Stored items
····················
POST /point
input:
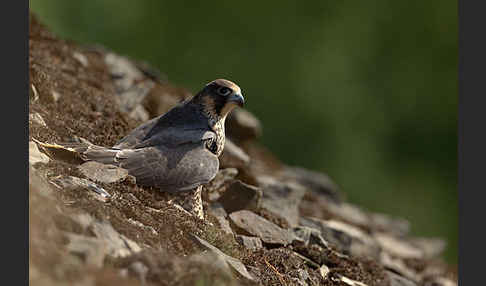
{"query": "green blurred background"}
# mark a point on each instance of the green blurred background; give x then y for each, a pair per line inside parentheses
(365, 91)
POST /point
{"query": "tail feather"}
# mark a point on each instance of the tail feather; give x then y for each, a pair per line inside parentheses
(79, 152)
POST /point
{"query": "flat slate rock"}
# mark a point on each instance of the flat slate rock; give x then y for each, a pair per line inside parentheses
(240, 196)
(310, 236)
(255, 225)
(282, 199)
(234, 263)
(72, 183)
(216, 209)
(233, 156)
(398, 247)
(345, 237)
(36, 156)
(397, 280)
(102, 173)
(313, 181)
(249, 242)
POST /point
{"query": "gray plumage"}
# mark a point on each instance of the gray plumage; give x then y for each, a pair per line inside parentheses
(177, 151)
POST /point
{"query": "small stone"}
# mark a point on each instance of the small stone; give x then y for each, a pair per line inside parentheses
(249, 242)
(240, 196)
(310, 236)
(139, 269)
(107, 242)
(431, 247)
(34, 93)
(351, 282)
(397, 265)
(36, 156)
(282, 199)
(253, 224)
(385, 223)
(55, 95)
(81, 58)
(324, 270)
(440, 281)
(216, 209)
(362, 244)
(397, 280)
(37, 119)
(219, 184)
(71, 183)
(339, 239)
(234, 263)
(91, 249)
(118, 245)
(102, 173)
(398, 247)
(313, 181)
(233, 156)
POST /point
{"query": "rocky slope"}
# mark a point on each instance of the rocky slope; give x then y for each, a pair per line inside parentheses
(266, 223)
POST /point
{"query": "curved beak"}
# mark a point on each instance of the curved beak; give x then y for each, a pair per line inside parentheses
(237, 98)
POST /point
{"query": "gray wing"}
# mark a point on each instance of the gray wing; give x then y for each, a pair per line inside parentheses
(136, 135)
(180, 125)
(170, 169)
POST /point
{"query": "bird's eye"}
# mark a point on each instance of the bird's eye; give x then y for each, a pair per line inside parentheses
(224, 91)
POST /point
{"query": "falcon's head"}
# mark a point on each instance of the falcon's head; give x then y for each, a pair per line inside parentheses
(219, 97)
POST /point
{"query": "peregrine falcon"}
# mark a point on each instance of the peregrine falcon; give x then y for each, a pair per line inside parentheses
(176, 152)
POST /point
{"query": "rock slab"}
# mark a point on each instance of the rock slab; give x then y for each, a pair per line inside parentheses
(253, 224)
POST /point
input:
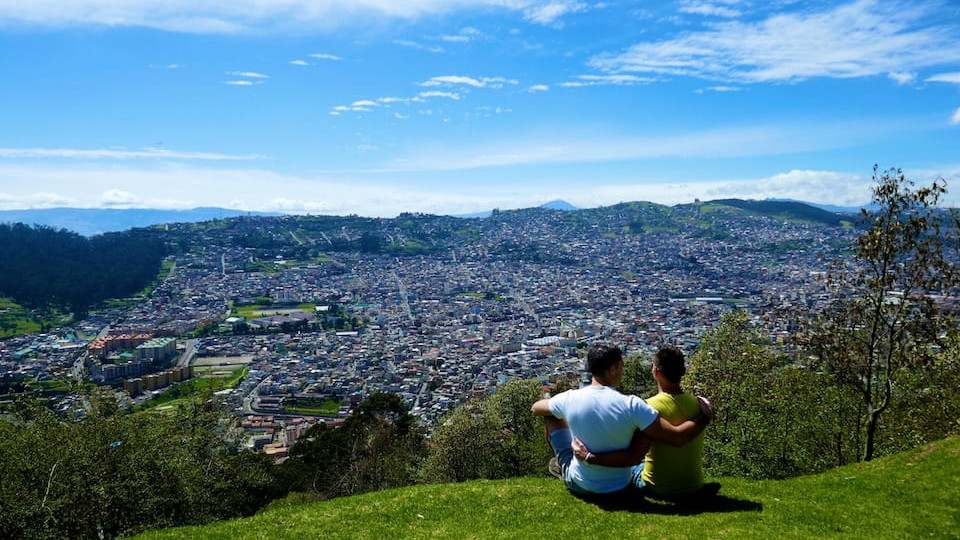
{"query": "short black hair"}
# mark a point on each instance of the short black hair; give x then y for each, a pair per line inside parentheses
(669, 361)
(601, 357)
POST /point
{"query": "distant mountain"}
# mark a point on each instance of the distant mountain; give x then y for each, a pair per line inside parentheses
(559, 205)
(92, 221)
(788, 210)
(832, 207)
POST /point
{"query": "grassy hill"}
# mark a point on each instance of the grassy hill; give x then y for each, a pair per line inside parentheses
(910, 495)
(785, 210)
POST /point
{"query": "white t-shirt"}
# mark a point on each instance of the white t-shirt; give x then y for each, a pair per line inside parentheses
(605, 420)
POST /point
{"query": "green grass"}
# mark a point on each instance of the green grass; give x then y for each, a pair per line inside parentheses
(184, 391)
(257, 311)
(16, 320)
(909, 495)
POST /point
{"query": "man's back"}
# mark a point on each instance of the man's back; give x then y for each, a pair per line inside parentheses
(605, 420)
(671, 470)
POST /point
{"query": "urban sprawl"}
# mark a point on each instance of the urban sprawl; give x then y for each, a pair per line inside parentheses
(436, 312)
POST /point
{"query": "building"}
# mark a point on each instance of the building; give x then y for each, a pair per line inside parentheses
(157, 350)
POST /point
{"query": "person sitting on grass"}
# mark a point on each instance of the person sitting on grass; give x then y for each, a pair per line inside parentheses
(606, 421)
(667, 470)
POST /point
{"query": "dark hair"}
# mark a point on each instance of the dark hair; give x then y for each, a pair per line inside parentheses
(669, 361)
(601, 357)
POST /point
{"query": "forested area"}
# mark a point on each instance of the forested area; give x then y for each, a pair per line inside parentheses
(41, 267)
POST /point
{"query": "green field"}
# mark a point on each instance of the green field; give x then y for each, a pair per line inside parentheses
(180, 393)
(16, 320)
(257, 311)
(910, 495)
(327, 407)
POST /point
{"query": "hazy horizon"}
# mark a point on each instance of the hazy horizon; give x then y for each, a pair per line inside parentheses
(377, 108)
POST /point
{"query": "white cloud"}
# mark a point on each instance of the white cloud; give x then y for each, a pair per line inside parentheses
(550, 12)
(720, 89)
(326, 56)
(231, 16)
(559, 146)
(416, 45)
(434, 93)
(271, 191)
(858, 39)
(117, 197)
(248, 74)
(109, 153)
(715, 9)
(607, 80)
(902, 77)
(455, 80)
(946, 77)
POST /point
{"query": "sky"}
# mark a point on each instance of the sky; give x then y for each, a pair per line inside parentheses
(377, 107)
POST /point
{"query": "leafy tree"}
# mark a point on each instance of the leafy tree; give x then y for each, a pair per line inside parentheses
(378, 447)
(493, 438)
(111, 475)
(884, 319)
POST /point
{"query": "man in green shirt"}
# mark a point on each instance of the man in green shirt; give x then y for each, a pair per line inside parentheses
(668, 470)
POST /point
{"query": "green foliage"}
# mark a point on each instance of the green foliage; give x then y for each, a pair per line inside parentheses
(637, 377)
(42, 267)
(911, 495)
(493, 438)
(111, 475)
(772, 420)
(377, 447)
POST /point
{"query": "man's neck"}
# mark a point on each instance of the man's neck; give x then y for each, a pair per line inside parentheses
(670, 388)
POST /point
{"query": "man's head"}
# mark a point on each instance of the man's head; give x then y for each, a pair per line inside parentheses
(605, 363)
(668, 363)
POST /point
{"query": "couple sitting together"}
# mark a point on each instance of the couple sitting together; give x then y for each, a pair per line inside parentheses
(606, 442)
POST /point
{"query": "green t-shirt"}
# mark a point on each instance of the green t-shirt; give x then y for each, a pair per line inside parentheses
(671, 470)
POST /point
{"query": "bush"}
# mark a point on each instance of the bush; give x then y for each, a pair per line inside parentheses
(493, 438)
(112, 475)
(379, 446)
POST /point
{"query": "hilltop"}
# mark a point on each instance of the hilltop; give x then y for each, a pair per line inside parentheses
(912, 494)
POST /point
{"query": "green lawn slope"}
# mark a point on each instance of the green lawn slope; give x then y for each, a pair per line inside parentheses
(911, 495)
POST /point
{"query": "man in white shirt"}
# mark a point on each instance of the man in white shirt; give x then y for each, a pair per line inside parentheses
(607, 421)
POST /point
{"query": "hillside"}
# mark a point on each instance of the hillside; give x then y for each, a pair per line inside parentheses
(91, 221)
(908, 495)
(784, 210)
····················
**What is required**:
In the copy you write, the data above must appear exactly, with no pictures.

**Written solution**:
POST /point
input:
{"query": "green blurred background"}
# mark a point on each instance of the green blurred background; give x then y for each, a pair per line inside parentheses
(365, 91)
POST /point
{"query": "tail feather"}
# mark a point on each instance of the tail feather; give x then y for each, a pair per line inside parentheses
(79, 152)
POST /point
{"query": "flat slate rock"}
# mark a point on each instance of the flat slate rock; give x then y for each, a pair per line inside parentheses
(240, 196)
(310, 236)
(255, 225)
(282, 199)
(234, 263)
(72, 183)
(216, 209)
(233, 156)
(398, 247)
(345, 237)
(36, 156)
(397, 280)
(102, 173)
(313, 181)
(249, 242)
POST /point
{"query": "gray plumage"}
# mark a point on each instance of the gray plumage; give x then y for each, a pair per line inside parentheses
(177, 151)
POST /point
{"query": "small stone"}
# mark a point on each instance of the small stone; give x then y for each, a pair per line inside parentheses
(249, 242)
(240, 196)
(310, 236)
(139, 269)
(107, 242)
(431, 247)
(34, 93)
(351, 282)
(397, 265)
(36, 156)
(282, 199)
(253, 224)
(385, 223)
(55, 95)
(81, 58)
(324, 270)
(440, 281)
(216, 209)
(362, 244)
(397, 280)
(37, 119)
(219, 184)
(71, 183)
(339, 239)
(234, 263)
(91, 249)
(118, 245)
(102, 173)
(398, 247)
(313, 181)
(233, 156)
POST /point
{"query": "rocky slope"}
# mark a point on each instance of the rocky slope; give x then y for each, a pair per line inside parentheses
(266, 223)
POST /point
{"query": "curved beak"}
# mark a point on each instance of the curved beak; give x then y for each, a pair per line inside parentheses
(237, 98)
POST /point
{"query": "gray wing"}
# mark a point on each instance of the gray wing; give x then y for each, a pair per line inside parentheses
(136, 135)
(180, 125)
(170, 169)
POST /point
{"query": "bird's eye"}
# mark a point on each instance of the bird's eye; give x then y for each, a pair per line inside parentheses
(224, 91)
POST /point
{"query": "falcon's head"}
# mark a point on each instance of the falcon's head; give x then y for each, a pair per line inside parentheses
(219, 97)
POST /point
{"query": "peregrine falcon"}
# mark a point on each instance of the peregrine falcon; give x then y for each, a pair per line inside parentheses
(176, 152)
POST /point
{"query": "rock slab"}
# mark a point on each instance of the rock slab; give x then y for each, a pair per line inside parentheses
(253, 224)
POST /point
input:
{"query": "short black hair"}
# mark a point on each instance of the short black hair; give x then y for each, a pair per line inside parentheses
(669, 361)
(601, 357)
POST /point
{"query": "distant mountain"}
# mark a point on each instance of the distant mountain; give x then y for each, a pair per line inside parentheses
(559, 205)
(92, 221)
(788, 210)
(832, 207)
POST /point
{"query": "grassy hill"}
# mark a point on each instance of the grassy hill; give x then y for each, a pair per line inside parentheses
(910, 495)
(785, 210)
POST /point
{"query": "white t-shirt"}
# mark a point on each instance of the white t-shirt; give x then y for each, a pair per line inside parentheses
(605, 420)
POST /point
{"query": "green grass"}
# mark a point on each instance of the green grass; give x then y for each, a pair per line inside parentheses
(184, 391)
(257, 311)
(16, 320)
(909, 495)
POST /point
{"query": "man's back"}
# mark a point on each instance of the man's back; give x then y for each, a pair per line inside parentheses
(605, 420)
(671, 470)
POST /point
{"query": "urban sprawl"}
# mark a point on each instance of the urban sprawl; give x then y for each, a pair per line inside parentheses
(436, 312)
POST /point
{"query": "building"}
# mark a point on each instance of the building; give x then y for each, a pair per line inside parentheses
(157, 350)
POST /point
{"query": "person sitting on grass"}
# mark a point on each instance of the person sitting on grass; give x then y for each, a pair per line inside parentheses
(606, 421)
(667, 470)
POST /point
{"query": "dark hair"}
# mark a point on each instance of the dark hair; give x then y for each, a pair per line inside parentheses
(669, 361)
(601, 357)
POST /point
{"query": "forested area"}
# mark a point on each instance of the forested area; give x then y for each, a pair per line inside parentheses
(41, 267)
POST /point
{"query": "green field"}
# mark a point on each instance of the green field; give x then y for each, a pair per line inside parentheses
(180, 393)
(16, 320)
(257, 311)
(910, 495)
(327, 407)
POST /point
{"query": "hazy horizon"}
# mark a point on each instance of the hazy horizon; give x then y for each, a pair per line inside parentheses
(377, 108)
POST /point
{"query": "white cloud"}
# mark a point on each instance of the white cloud; give x then y for each, a pair per line inside parentheses
(550, 12)
(720, 89)
(326, 56)
(231, 16)
(559, 146)
(416, 45)
(434, 93)
(271, 191)
(858, 39)
(117, 197)
(248, 74)
(109, 153)
(715, 9)
(607, 80)
(902, 77)
(455, 80)
(946, 77)
POST /point
{"query": "sky"}
# mark a point on each instance of the sky; give x then y for each, a pair per line inside parentheses
(377, 107)
POST /point
{"query": "leafy tree"}
# mark a point on each instance of the leafy tree; give x then y for each, a pair per line inside parentheses
(378, 447)
(493, 438)
(111, 475)
(884, 319)
POST /point
{"query": "man in green shirt"}
# mark a point on each instance of the man in green shirt; give x then y for each, a pair per line inside parentheses
(668, 470)
POST /point
{"query": "green foliage"}
# mark a point on each instance of the green foliage; give x then y for each, a pair per line inside parentheses
(637, 377)
(42, 267)
(911, 495)
(493, 438)
(111, 475)
(772, 420)
(377, 447)
POST /point
{"query": "man's neck"}
# mark a point on each instance of the man's neck; give x then y for each, a pair per line inside parentheses
(670, 388)
POST /point
{"query": "man's head"}
# mark a point on each instance of the man's head; give x then y for each, a pair per line inside parentheses
(605, 363)
(668, 363)
POST /point
{"query": "couple sitting together"}
# mark a point on each instance of the couple sitting together; give x then y for each, a pair per line inside parentheses
(606, 442)
POST /point
{"query": "green t-shirt"}
# mark a point on each instance of the green t-shirt; give x then y for each, a pair per line inside parentheses
(671, 470)
POST /point
{"query": "bush"}
# mark a point on each instance of the bush; give x then y for each, a pair per line inside parentheses
(493, 438)
(112, 475)
(379, 446)
POST /point
{"query": "hilltop"}
# mark a point on each instance of the hilltop; give x then y for each, a pair per line inside parentheses
(912, 494)
POST /point
{"query": "green lawn slope"}
# mark a point on each instance of the green lawn slope; give x then y for each, a pair per line inside parentheses
(911, 495)
POST /point
{"query": "man in white shirt"}
# mark a point on each instance of the man in white shirt; give x then y for each, a pair per line inside parentheses
(607, 421)
POST /point
{"query": "hillside"}
# mark a point on each instance of the hillside; give x then y for each, a pair per line inside parentheses
(91, 221)
(908, 495)
(784, 210)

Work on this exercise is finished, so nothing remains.